EXERCISE TEXT:
=-=-=-=-=

I'm reeling. I'm angry. I'm heartsore. It has been a particularly bad week for women and children. Harvey Weinstein, Hollywood producer, stands accused of raping, and sexually assaulting many women in the movie industry. It takes one or two women to brave the cold face of rageful powerful men in large corporations and industries, to allow the many other women to begin chattering and sharing their stories. Just like they did with Bill Cosby.
The whispering network has always carried the story of Harvey Weinstein. Over the years his company paid out millions of dollars to shut women up. Which means that the men and women who worked for him and who facilitated the process of sexual assault by bringing women up to his hotel suites, where he was waiting for bright eyed innocent women, either naked or dressed only in a bathrobe, waiting downstairs to sign them on, and escort them out the building, knew and held silence .
And today the silence of men who surrounded him, who work in Hollywood, is the largest missing voice that I hear. No man is upstanding for these women. In their silence they align themselves with sexual assault and patriarchy.
And close to home my life is this week disrupted by more than the usual violence happening to women and children. I listen intently to the trial of Jason Rohde, who allegedly killed his intimate partner. His lover was once my estate agent! I shudder at the closeness of violence in our personal lives. I have a stomach that churns as I listen to testimony in the trial in which 118 psychiatric patients died as a result of the Esidimeni tragedy.
But then the news from Soweto arrives and my brain lights up, my body collapses as I cringe and tear at the injustice of this most violent of crimes: abuse of school children within the so called safety of the school, and the silence of those who knew. You see the themes repeating themselves, right? People in power, be they Harvey Weinstein or a 50 something-year-old man who has on a uniform and by virtue of this and his age, has a lot more power than the children he was employed to protect, surrenders to his low self esteem, or perhaps his sexual proclivity for young children, and abuses them in the most heinous manner.

=-=-=-=-=

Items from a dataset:
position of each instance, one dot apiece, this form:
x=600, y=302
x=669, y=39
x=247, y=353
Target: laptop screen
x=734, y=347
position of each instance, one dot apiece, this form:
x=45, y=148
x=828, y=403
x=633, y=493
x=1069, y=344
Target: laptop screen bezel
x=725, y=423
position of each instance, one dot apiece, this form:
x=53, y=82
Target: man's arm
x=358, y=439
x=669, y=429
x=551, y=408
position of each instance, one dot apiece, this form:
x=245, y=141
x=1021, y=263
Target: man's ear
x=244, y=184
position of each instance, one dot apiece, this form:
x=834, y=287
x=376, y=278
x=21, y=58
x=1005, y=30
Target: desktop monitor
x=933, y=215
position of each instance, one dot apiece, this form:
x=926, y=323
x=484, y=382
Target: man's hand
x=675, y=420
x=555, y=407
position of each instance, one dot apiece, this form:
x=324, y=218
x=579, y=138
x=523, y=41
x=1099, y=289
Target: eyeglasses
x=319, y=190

=-=-=-=-=

REQUIRED ACTION 1: According to the essay on violence against women and children, how many psychiatric patients died as a result of the Esidimeni tragedy?
REQUIRED ACTION 2: Pick up the essay on violence against women and children after its final paragraph and continue it.

ANSWER 1: 118

ANSWER 2:
87 young children between the ages of 6 and 14 were sexually violated. Once again, it took one or two brave young girls to tell mom/grandmom, to give the rest of the children permission to talk. Or perhaps it gave their moms/grandmoms the much needed courage to actually ask their children about their sexual safety.
Mostly, are you men ready yet to take on responsibility for your privilege, patriarchy and entitlement? Are you ready to man up and be an up stander and stop men who behave like dicks towards women and children?
What is equally revolting for me is that the principle and school knew about this and kept quiet and also discouraged pupils from talking about it or reporting it to their parents.Talk about adding trauma to trauma, this is what it looks like: Asking a child to hold such a big secret is sure to concretise her trauma.
Are we comfortably numb about abuse to women and children? I know this is not true. We are stuck in not knowing what to do about violence against women and children. Daily we are bombarded by facts of an incompetent and untrustworthy police and judicial system. No way do we believe we will be heard and justice will be done. What to do with your own abuse or abuse of someone you know? We remain silent.
I judge this not. There is a process a woman/child/man goes through soon after the abuse occurs: trauma begins and lingers in different forms, for life. The shame settles in and remains for life -- a constantly recurring question of "Maybe it was my fault." A recurring running though the abuse, a regret at not acting differently, of retracing the steps over and over again. Or a complete disassociation of memory. But the feelings of guilt and shame remain. And hold us silent.
Are we shocked enough to teach our children to talk to us as parents/caretakers/teachers about anything that feels personally uncomfortable and invasive? Mostly, are you men ready yet to take on responsibility for your privilege, patriarchy and entitlement? Are you ready to man up and be an up stander and stop men who behave like dicks towards women and children?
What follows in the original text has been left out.